■ **What to do**:
Only the pictures are to be dropped; return all other data below exactly.

+++ Data for this task +++

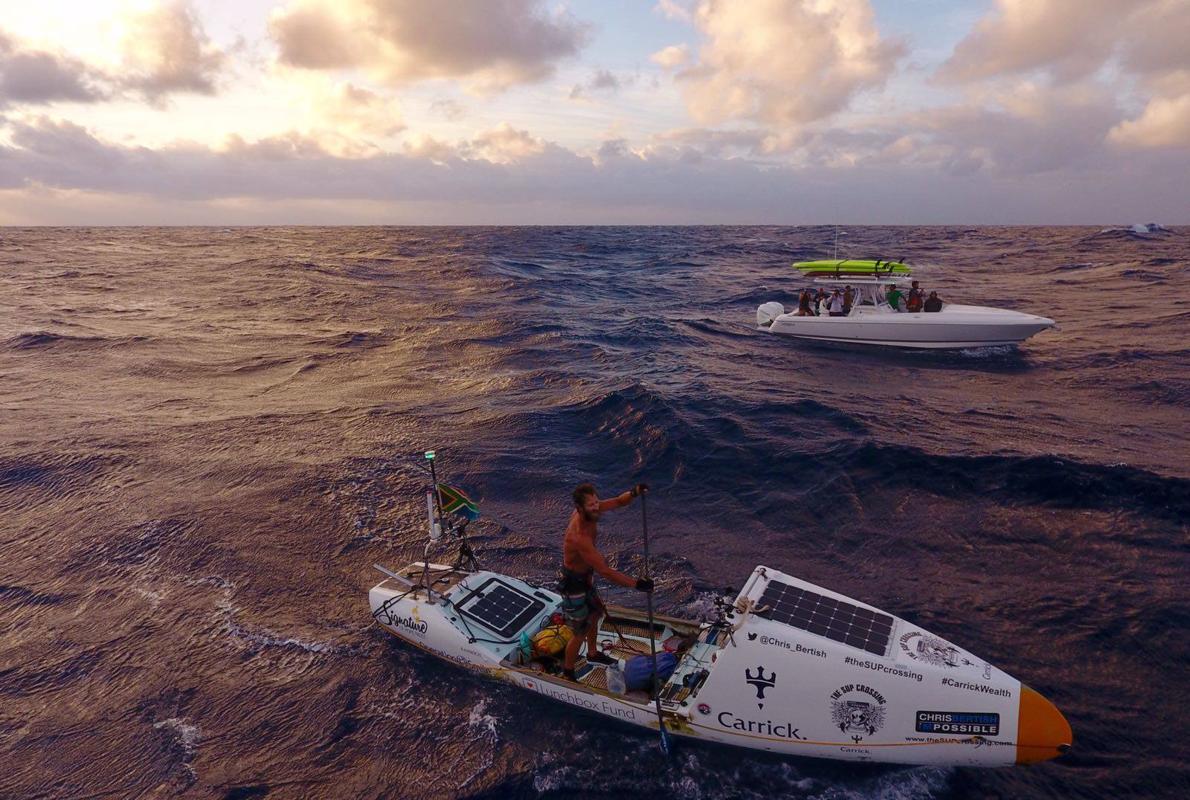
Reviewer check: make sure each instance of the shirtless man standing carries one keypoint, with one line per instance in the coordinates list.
(580, 562)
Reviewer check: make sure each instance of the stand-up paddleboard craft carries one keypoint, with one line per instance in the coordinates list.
(872, 320)
(784, 666)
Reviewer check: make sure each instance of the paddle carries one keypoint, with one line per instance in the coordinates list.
(652, 641)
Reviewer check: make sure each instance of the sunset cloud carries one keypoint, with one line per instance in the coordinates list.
(36, 76)
(671, 56)
(782, 62)
(452, 112)
(1070, 41)
(167, 51)
(490, 44)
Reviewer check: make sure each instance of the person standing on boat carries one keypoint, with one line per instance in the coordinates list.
(913, 302)
(803, 304)
(819, 299)
(835, 306)
(581, 560)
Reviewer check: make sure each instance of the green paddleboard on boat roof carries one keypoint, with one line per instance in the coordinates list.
(851, 267)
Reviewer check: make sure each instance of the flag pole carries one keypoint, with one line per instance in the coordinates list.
(652, 635)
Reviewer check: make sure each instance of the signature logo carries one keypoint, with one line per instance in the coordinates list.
(932, 650)
(857, 710)
(761, 682)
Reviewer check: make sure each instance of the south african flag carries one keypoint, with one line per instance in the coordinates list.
(455, 501)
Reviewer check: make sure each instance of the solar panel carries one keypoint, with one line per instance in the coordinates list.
(500, 607)
(834, 619)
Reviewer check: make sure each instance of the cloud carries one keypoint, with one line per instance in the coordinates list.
(1070, 38)
(671, 56)
(490, 44)
(424, 147)
(1071, 41)
(674, 10)
(1165, 123)
(69, 175)
(602, 81)
(167, 51)
(503, 145)
(784, 62)
(37, 77)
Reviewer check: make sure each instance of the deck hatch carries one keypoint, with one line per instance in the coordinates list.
(834, 619)
(500, 607)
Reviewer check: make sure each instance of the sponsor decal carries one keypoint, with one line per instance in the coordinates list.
(970, 723)
(761, 682)
(762, 726)
(857, 710)
(882, 668)
(581, 699)
(977, 687)
(860, 754)
(793, 647)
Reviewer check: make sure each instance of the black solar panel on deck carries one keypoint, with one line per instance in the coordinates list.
(834, 619)
(500, 607)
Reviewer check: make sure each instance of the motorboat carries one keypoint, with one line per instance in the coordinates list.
(872, 320)
(782, 666)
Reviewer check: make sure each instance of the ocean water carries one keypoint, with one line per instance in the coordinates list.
(208, 436)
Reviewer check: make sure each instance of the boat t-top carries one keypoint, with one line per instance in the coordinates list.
(872, 320)
(782, 666)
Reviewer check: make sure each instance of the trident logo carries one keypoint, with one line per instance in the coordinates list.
(761, 682)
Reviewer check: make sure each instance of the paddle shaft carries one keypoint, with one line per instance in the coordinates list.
(652, 632)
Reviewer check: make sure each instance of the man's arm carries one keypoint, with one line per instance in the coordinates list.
(594, 558)
(624, 499)
(618, 501)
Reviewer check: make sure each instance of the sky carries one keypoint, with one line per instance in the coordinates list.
(462, 112)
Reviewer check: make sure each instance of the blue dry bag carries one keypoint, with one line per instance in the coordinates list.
(636, 670)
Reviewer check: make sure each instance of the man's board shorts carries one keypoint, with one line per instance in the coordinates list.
(578, 600)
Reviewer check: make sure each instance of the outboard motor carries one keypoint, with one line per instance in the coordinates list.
(768, 312)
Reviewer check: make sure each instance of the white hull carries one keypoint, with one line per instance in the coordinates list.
(768, 686)
(953, 327)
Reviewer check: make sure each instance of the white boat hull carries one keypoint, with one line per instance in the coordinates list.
(770, 686)
(953, 327)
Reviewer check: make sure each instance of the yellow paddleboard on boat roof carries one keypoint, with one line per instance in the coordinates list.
(851, 267)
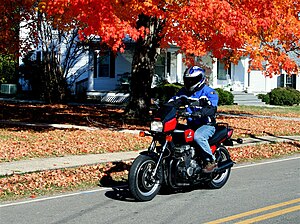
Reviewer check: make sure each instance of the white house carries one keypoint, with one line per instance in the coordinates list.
(98, 71)
(106, 73)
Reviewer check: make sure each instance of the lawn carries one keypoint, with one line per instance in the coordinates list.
(25, 142)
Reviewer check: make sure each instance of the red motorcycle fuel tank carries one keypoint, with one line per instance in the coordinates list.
(183, 136)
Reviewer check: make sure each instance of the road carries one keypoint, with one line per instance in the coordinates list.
(265, 192)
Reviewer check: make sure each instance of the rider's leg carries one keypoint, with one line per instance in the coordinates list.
(201, 137)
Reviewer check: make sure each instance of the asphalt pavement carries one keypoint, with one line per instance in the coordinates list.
(42, 164)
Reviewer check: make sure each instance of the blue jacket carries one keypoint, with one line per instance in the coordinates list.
(207, 111)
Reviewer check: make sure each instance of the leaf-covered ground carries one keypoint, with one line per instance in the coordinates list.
(25, 142)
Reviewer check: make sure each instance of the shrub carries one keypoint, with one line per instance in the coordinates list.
(284, 96)
(165, 91)
(264, 97)
(225, 97)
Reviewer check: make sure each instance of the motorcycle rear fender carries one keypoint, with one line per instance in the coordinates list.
(150, 154)
(228, 142)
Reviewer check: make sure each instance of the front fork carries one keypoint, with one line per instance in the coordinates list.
(151, 149)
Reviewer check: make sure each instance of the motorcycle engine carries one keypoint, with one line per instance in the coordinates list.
(187, 166)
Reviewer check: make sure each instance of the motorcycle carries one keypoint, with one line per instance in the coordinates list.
(173, 160)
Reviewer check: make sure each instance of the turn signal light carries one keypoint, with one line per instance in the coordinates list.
(142, 134)
(169, 138)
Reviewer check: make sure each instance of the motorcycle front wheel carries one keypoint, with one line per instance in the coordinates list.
(221, 178)
(142, 184)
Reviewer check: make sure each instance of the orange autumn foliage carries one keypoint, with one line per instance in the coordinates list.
(265, 30)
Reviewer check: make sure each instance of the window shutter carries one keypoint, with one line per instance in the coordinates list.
(112, 65)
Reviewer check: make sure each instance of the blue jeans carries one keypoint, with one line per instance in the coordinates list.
(201, 137)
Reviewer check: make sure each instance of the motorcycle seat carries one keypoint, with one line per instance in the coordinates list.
(221, 132)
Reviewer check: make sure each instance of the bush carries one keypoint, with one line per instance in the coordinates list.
(7, 69)
(264, 97)
(225, 97)
(165, 92)
(284, 97)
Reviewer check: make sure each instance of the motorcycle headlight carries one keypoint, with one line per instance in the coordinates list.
(156, 126)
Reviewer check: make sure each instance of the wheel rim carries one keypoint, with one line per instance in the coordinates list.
(147, 185)
(222, 176)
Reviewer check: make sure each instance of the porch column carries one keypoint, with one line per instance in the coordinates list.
(247, 84)
(90, 84)
(214, 74)
(179, 74)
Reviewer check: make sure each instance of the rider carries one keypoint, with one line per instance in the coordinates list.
(195, 87)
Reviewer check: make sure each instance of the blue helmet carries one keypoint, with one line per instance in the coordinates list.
(194, 78)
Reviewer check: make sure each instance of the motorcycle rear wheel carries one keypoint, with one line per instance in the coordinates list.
(220, 179)
(142, 185)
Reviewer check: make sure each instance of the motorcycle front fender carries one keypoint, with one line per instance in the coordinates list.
(150, 154)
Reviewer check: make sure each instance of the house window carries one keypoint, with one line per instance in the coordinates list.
(289, 81)
(104, 64)
(223, 73)
(160, 65)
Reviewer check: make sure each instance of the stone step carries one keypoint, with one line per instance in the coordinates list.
(242, 98)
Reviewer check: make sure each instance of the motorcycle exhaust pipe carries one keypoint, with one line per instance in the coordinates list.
(224, 165)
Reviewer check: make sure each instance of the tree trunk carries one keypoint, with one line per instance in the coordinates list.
(143, 67)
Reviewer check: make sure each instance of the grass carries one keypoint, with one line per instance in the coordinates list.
(292, 111)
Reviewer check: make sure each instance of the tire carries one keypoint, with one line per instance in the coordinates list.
(220, 179)
(141, 185)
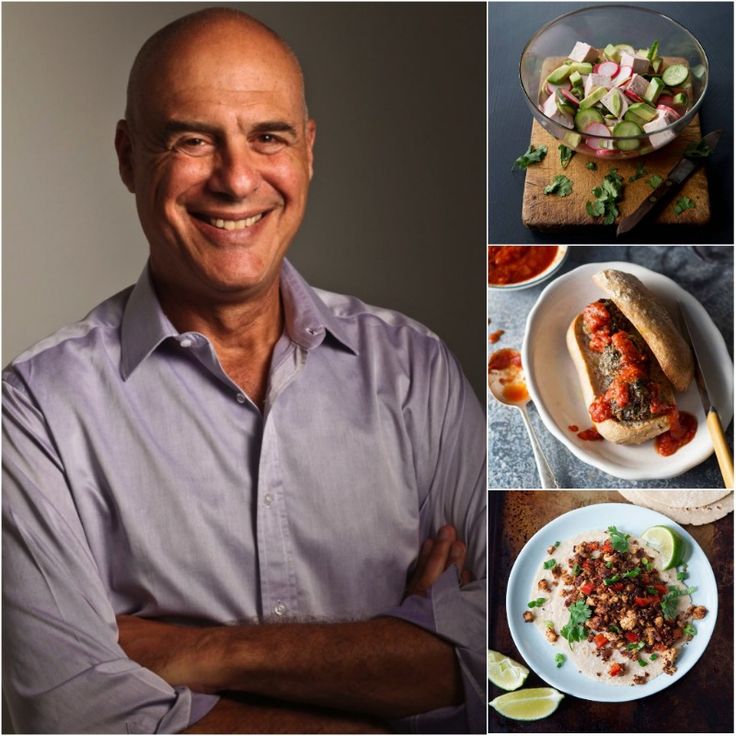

+++

■ **Output of the task**:
Reviewer check: make sure each instance of the shirtless man standing carries one keypoint, with one line per instance in the coordinates list.
(580, 562)
Reviewer check: make sure each instance of the stand-up paddleboard craft carries one keypoint, with one line per instance in the coordinates list.
(872, 320)
(784, 666)
Reviewer check: make sure each instance of the paddle carries one keypoint, with one line per instance in the coordinates list.
(652, 641)
Reviewer check: make sure each instance of the sunset cloud carries one keypoint, with one line per instance in the coordinates list.
(36, 76)
(671, 56)
(782, 62)
(452, 112)
(1070, 41)
(167, 51)
(490, 44)
Reviewer check: make sure each instance of the person standing on boat carries one keypoint, with one line per instance in the coordinates list.
(913, 302)
(803, 304)
(819, 299)
(835, 306)
(581, 560)
Reviewer check: make sure each instance of the green paddleboard on boat roof carries one keypoint, with one line per instance in the coordinates list.
(851, 267)
Reviewer check: make sure each instance of the flag pole carries one keypoint, with one line per instance in the coordinates list.
(652, 635)
Reviewer check: make sure each instance of the signature logo carries one keypoint, with one line per instance in the coordinates list.
(932, 650)
(857, 710)
(761, 682)
Reviewer check: make sure each instance of the south african flag carries one keypoint, with one line per instance in the coordinates list.
(455, 501)
Reviewer check: make sure each instance of the solar panel carries one keypoint, with one line per instance in the coordinates list.
(500, 607)
(834, 619)
Reviewer check: make sure each instance of the cloud carries one keypoint, with one line per instance in the coordinates list.
(1070, 38)
(671, 56)
(490, 44)
(424, 147)
(1071, 41)
(674, 10)
(1165, 123)
(69, 175)
(602, 81)
(167, 51)
(503, 145)
(784, 62)
(37, 77)
Reviewer check: make sure each instance of the deck hatch carries one keypoint, with one line per instance in the coordinates list.
(834, 619)
(500, 607)
Reviewer check: make sure each instance of the sponsor decal carries one keypoint, with one line per instance in the coordinates list.
(970, 723)
(761, 682)
(762, 726)
(857, 710)
(882, 668)
(581, 699)
(977, 687)
(860, 754)
(793, 647)
Reviewer check: make sure each instance of the black solar panel on deck carries one keypoint, with one line per instance in the coordinates list.
(834, 619)
(500, 607)
Reviewer check: make sure each instance of the motorboat carries one keypoint, with one line per instance in the coordinates list.
(872, 320)
(782, 666)
Reviewer check: make sure each instance of the ocean water carries one keypoint, with one line per instance in the coordinates list.
(208, 436)
Reviewer check: make sure each instance of the boat t-top carries one keypoint, with one line per instance in the coordinates list.
(872, 320)
(782, 666)
Reviewer check: make sure each instance of the trident logo carries one keypoint, with one line per instance in the coordinates list.
(761, 682)
Reviewer check: make sure each instance of the paddle shaft carries one keypoint, with one line per instance in the coordinates list.
(652, 632)
Reviewer check: make sure each instance of the man's arm carries one keypoint, with one line per instance in the coordinates list.
(594, 558)
(624, 499)
(618, 501)
Reviewer check: make sure each instance of the sky carries one keypoint, with one line per instance in the coordinates list.
(462, 112)
Reviewer check: make sure each instance of the blue dry bag carries one keypoint, with one line per instance in the coordinates list.
(636, 670)
Reviewer check: make sure each instance of the man's board shorts carries one keypoint, with one line per instance in the coordinates list.
(578, 600)
Reviewer check: make sure each instance of the outboard motor carries one keypoint, with one line per instance in the coordinates list.
(768, 312)
Reviewer check: make sure each instance of the white hull carries one keypoint, with one line per instance in the coordinates list.
(768, 686)
(953, 327)
Reviewer check: make sure each instance of the white boat hull carries one keypoint, with one line per instance in the coordinates list.
(770, 686)
(953, 327)
Reviewer check: make sure each instance of the yellow paddleboard on boat roof carries one keypoint, with one line per instance in the coordinates list.
(851, 267)
Reviewer check: make sure each instance of the white house carries one keypoint, with one line per instance in the coordinates list.
(98, 71)
(106, 73)
Reviewer check: make sure each instance of the lawn carries one keypoint, with one line per instance in the coordinates list.
(25, 142)
Reviewer check: make sure each instance of the red motorcycle fuel tank carries one keypoint, with one line per instance in the coordinates list.
(183, 136)
Reviewer check: make sure each instance of the road carries one keypoint, with one line per instance in the coordinates list.
(265, 192)
Reviewer check: make sure each instance of the rider's leg carries one keypoint, with one line per instance in the coordinates list.
(201, 137)
Reviewer check: make sure each instance of the asphalt pavement carries one keypoint, with one line per instance in the coordinates list.
(42, 164)
Reviewer check: make sure each instance of the blue jacket carries one keypoint, with one line per instance in the coordinates list.
(207, 111)
Reviewer check: make sure each instance of the leaf-covered ground carries one keypoint, with one line per instance in the coordinates list.
(25, 142)
Reviewer check: make sure each instance of the shrub carries one keypoint, with one line per instance in the coordinates list.
(284, 96)
(165, 91)
(264, 97)
(225, 97)
Reviewer check: make sure each instance of the motorcycle rear fender carries one keypoint, with one line per instance in the coordinates list.
(150, 154)
(228, 142)
Reviewer check: make sure each instance of the front fork carries one keypoint, with one line per instance in the coordinates list.
(151, 149)
Reviewer check: make sure each instance of the motorcycle engine carries one keypoint, with one line per instance in the coordinates list.
(187, 166)
Reviewer check: make sure each instance of the motorcycle carries one keypoint, with one line per instance in the coordinates list.
(173, 160)
Reviewer check: make sure each instance of the turn signal light carries one keypoint, with one line per instance in the coordinates list.
(142, 134)
(169, 138)
Reviewer check: make sure each instance of the motorcycle front wheel carries one keypoint, with one line per instance in the coordinates list.
(221, 178)
(142, 184)
Reviewer check: make sure each instance of the orange autumn foliage carries one keypoint, with one line per instance in the coordinates list.
(265, 30)
Reviewer check: make sure each instance of the window shutter carries one keypoint, with one line per instance in the coordinates list.
(112, 65)
Reviewer check: make sure each instance of the blue jeans carries one keypoint, with one line per instance in the coordinates list.
(201, 137)
Reviewer check: make sure each instance of the motorcycle seat carries one keypoint, with one line per instance in the coordinates list.
(221, 132)
Reviewer check: make sure each instance of the bush carries one keypoint, with one line per instance in the coordinates list.
(7, 69)
(264, 97)
(225, 97)
(165, 92)
(284, 97)
Reviewer check: make sure each instance of the motorcycle headlight carries one keypoint, with one line per instance in the coordinates list.
(156, 126)
Reviewer check: make sure each instance of the wheel rim carries one keypoint, with one line per instance in the coordinates list.
(147, 185)
(222, 176)
Reviewer check: make sure each instance of the porch column carries one keypoint, with one line per instance in the coordinates list.
(247, 84)
(90, 84)
(214, 74)
(179, 74)
Reviewer check: make sure each instance of the rider carries one keypoint, with one line per instance in the coordinates list.
(195, 87)
Reviewer check: make sure each instance of the blue helmet carries one keypoint, with one line per instance in the coordinates list.
(194, 78)
Reviewer check: make sure each instance of the motorcycle rear wheel carries one keypoint, with one line per instance in the coordinates list.
(220, 179)
(142, 185)
Reviewer check: make sure each instance of the motorcycle front fender carries one keypoint, with one line per instance in the coordinates list.
(150, 154)
Reviewer check: make sure each instance of the house window carries one keypoint, with one line per instance in the coordinates list.
(289, 81)
(104, 64)
(223, 73)
(160, 65)
Reviewer check: make sure each instance of the stone step carries one keypoint, with one line per instance in the coordinates list.
(242, 98)
Reviewer check: make sure each instance of the motorcycle exhaust pipe carries one keypoint, with one line per instance in the coordinates list.
(224, 165)
Reviewer check: make sure each instance of the tree trunk carries one keypoint, with one line per instance in the coordinates list.
(143, 67)
Reviewer check: make sure each instance of the grass carries one keypoint, with one line per instance in the coordinates list.
(292, 111)
Reviewer check: make sure each instance of the tire carries one keypoint, with one line per instance in the coordinates list.
(220, 179)
(141, 185)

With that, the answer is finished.